* Stated task
Reproduce the items below between the line containing "Indicate the backpack" and the line containing "[(153, 266)]", inclusive, with the requests kept as they are. Offset each coordinate in the answers by adding 118 to it.

Stored data entries:
====================
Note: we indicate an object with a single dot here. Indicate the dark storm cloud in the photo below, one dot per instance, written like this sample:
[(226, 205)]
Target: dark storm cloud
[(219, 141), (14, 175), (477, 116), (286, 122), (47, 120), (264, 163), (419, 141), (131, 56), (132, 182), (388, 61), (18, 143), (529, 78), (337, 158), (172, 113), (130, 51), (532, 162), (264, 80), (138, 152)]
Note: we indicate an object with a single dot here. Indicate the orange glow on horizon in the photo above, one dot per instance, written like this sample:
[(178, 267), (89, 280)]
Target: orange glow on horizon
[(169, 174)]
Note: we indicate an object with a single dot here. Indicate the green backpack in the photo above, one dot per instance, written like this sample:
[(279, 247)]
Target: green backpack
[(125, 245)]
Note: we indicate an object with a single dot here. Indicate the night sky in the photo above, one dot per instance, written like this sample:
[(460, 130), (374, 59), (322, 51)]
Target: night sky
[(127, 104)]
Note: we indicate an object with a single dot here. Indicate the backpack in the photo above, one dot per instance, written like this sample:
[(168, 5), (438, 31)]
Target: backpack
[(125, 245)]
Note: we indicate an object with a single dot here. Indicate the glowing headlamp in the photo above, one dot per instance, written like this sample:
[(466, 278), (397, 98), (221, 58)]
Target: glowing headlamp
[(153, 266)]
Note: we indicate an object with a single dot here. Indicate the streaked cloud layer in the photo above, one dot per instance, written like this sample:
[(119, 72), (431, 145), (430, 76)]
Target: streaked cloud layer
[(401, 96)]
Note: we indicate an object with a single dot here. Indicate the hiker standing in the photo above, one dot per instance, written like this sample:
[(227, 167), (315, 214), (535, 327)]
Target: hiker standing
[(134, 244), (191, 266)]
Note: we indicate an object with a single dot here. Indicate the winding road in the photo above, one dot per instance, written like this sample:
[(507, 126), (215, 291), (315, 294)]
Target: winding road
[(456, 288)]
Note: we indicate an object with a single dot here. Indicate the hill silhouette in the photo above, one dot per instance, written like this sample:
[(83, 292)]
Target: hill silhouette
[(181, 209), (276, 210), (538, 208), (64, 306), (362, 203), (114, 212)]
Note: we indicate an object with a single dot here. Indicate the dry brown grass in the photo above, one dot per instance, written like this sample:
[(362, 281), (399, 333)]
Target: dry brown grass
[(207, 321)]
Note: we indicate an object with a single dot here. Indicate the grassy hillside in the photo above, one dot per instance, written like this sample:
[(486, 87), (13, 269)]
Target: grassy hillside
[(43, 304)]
====================
* Correct output
Note: we indicate an object with a single dot here. Indicate the backpack in the photo above, one dot per instance, written like this sample:
[(168, 5), (438, 31)]
Target: backpack
[(243, 363)]
Note: we indicate an object with a single dot here. Indicate the glowing headlamp in the photo above, one dot per instance, written like this sample:
[(466, 278), (397, 98), (221, 58)]
Target: glowing headlamp
[(271, 384)]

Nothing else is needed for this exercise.